Request A
Reproduce the listing below without changes, starting at its first line and ending at the line holding "positive clicks: (68, 221)", both ends included.

Segment Start: Study text

Inside the bathroom, on an open stall, was this huge thing peeking out of the toilet, rearing its head over the rim.
Now when you live inside the habitat range of the biggest venomous snake in the world, the King Cobra, you treat any snake you can't immediately identify as something you gotta warn people about immediately. I grabbed my friend and shook them in a panic, sure that there was a massive snake inside that toilet, and one of us would have to keep an eye on it so someone wouldn't open their pants to an incredibly deadly surprise.
But then my friend went "It's not moving" and that got me to look at it again too. I didn't expect it to lunge at us standing at the doorway from all the way across the room or anything, but surely a snake that had noticed intruders would at least try to move away right? It wouldn't just sit in a toilet with its head peeking out.
That made me realize maybe i'd mistaken someone sticking a large tree branch into a toilet for a snake or something, so I walked closer to take a look; at this point one of my classmates had already destroyed a toilet and another had broken a door knob, so this would probably have been another case of property damage.
And then the fucking smell hit me when I entered the bathroom and I realized what it was.
Some highschooler, through some unknown but unholy combination of technique and diet, had shat a veritable log into the toilet.

Segment End: Study text

Request B
Check each statement against the bathroom story above and answer yes or no, quoting the words of the story that decide it. (i) The friend remarked that the thing in the toilet was not moving. (ii) The narrator wondered whether someone had pushed a large tree branch into the toilet. (iii) One of the classmates had earlier broken a window.

Segment Start: Records to use

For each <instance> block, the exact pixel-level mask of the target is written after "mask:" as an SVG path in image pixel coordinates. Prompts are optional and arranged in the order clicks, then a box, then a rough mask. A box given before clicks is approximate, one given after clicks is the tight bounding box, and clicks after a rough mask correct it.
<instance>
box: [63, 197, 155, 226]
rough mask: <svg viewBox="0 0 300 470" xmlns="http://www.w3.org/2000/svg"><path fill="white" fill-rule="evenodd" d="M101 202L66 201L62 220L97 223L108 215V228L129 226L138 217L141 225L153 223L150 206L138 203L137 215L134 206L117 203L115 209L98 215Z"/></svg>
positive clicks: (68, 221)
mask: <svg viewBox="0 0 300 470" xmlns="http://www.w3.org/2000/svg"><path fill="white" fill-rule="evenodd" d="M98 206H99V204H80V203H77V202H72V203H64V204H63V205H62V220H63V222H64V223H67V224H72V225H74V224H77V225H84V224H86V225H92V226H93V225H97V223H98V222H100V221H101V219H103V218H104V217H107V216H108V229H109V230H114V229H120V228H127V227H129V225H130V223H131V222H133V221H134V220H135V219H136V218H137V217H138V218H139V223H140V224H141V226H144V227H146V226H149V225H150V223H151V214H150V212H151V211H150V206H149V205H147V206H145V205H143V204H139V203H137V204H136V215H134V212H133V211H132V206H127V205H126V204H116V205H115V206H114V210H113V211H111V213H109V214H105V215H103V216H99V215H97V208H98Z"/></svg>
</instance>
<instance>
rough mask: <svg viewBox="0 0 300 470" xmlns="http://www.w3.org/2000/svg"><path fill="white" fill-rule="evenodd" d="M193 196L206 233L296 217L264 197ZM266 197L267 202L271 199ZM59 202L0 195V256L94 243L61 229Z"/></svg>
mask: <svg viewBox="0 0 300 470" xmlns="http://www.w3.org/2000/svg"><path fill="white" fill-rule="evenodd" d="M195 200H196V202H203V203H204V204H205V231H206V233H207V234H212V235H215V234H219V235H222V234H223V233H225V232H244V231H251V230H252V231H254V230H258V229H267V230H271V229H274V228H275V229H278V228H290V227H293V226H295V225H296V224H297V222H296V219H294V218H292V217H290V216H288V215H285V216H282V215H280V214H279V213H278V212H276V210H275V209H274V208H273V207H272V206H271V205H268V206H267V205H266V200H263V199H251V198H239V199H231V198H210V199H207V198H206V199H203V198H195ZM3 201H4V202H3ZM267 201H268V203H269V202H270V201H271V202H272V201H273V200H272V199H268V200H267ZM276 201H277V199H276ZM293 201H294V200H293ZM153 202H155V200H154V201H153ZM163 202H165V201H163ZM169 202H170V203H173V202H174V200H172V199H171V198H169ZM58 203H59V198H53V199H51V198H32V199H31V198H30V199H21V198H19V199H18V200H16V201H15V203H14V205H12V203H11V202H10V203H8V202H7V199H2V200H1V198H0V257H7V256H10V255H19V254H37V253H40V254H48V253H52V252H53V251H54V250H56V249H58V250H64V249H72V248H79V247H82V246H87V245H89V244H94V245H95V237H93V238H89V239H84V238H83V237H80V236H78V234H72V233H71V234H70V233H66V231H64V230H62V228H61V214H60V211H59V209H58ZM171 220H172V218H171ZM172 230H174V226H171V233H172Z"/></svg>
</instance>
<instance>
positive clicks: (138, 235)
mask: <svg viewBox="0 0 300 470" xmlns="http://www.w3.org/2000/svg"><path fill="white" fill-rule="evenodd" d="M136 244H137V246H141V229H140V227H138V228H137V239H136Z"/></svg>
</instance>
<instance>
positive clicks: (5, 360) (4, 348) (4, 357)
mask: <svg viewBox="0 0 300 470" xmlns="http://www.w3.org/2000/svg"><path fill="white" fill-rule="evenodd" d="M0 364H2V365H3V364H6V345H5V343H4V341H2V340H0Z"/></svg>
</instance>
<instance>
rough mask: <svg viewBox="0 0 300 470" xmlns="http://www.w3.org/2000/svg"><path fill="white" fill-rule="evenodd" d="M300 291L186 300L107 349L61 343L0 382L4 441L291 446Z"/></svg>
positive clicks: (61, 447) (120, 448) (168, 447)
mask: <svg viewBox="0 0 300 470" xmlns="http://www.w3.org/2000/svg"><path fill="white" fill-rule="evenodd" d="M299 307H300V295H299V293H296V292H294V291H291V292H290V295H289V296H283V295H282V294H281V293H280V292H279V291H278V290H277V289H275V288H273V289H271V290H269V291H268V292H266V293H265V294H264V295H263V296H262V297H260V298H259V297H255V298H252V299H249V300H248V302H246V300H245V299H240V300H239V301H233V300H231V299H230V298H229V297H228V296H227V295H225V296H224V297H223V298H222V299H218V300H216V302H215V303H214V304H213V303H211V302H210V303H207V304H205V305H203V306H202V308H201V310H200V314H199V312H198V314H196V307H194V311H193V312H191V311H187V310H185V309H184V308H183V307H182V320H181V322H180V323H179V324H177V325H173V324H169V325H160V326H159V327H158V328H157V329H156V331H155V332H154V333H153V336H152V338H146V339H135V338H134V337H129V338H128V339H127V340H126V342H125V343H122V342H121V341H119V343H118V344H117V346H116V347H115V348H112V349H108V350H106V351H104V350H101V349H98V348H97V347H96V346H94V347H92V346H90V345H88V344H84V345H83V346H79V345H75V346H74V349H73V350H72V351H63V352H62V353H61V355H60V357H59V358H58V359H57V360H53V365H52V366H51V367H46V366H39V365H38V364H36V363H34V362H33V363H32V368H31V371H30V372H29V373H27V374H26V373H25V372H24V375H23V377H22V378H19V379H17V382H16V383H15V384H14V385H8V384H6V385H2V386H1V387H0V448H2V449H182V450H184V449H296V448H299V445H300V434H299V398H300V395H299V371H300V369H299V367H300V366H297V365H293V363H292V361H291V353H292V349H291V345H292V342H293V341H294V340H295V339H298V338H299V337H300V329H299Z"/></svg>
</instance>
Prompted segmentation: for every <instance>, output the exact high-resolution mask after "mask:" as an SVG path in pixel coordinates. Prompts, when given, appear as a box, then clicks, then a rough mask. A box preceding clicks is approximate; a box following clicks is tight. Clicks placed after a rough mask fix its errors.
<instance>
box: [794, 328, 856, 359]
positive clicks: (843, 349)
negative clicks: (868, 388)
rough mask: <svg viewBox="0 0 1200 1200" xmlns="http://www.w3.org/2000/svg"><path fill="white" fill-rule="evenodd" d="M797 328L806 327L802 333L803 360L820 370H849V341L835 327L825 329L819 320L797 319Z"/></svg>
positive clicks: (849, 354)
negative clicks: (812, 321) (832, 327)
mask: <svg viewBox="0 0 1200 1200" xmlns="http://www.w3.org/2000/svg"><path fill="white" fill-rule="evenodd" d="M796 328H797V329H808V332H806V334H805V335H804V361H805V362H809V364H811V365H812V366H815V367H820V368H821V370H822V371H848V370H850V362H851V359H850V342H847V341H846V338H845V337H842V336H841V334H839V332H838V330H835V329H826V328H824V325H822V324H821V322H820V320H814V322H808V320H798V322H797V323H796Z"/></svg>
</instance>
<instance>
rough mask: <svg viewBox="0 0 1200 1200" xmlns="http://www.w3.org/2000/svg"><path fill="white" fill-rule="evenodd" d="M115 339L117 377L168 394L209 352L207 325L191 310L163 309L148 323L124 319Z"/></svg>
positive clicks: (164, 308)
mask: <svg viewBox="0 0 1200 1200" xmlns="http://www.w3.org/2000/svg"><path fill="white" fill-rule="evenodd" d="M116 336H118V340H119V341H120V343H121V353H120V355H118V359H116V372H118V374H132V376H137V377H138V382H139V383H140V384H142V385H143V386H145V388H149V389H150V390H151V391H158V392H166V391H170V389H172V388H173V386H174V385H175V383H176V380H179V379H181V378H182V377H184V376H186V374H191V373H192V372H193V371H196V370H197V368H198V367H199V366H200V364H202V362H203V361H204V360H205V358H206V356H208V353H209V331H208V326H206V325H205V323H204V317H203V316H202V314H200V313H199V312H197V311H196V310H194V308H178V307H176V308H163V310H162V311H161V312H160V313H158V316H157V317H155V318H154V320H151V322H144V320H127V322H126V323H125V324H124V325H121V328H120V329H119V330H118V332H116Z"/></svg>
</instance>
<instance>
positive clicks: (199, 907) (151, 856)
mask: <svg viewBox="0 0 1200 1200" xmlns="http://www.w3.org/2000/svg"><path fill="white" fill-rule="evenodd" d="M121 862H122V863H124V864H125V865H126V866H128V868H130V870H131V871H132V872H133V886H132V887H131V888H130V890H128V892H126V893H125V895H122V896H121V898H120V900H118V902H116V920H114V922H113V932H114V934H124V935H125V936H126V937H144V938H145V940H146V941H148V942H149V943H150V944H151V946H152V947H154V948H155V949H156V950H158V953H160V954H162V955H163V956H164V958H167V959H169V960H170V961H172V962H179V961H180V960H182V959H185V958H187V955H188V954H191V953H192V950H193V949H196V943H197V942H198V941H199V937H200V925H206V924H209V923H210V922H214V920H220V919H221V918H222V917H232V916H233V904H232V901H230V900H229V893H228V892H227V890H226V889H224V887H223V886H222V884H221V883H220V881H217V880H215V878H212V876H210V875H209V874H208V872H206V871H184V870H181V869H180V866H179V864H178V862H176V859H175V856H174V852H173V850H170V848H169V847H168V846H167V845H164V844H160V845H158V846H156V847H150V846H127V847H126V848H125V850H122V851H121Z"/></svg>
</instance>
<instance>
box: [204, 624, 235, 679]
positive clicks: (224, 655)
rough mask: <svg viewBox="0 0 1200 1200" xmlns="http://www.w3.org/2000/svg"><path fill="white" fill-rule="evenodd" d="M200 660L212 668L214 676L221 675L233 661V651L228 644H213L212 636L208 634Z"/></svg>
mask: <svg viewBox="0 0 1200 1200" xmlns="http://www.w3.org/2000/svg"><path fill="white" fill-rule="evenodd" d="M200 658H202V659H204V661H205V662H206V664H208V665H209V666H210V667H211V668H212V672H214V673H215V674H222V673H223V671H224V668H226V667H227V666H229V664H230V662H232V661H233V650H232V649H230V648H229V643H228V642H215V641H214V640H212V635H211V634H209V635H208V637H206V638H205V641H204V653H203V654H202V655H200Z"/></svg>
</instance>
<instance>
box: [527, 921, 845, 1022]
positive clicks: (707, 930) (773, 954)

Segment End: Records to use

Task result A
For each <instance> block, the exact pixel-level mask of the target is written after "mask:" as an SVG path in image pixel coordinates. Prompts are optional and arranged in the order clicks, then a box, then a rough mask. A box given before clicks is approximate, one given after clicks is the tight bounding box, and clicks after a rough mask correct it.
<instance>
box: [63, 197, 155, 226]
rough mask: <svg viewBox="0 0 300 470" xmlns="http://www.w3.org/2000/svg"><path fill="white" fill-rule="evenodd" d="M101 202L66 201L62 220L97 223L108 215V228L129 226L138 217L141 225L153 223L150 206L138 203L137 215L134 206L117 203L115 209L98 215Z"/></svg>
positive clicks: (68, 221)

Task result B
(i) Yes: "But then my friend went "It's not moving""
(ii) Yes: "maybe i'd mistaken someone sticking a large tree branch into a toilet for a snake"
(iii) No: "one of my classmates had already destroyed a toilet and another had broken a door knob"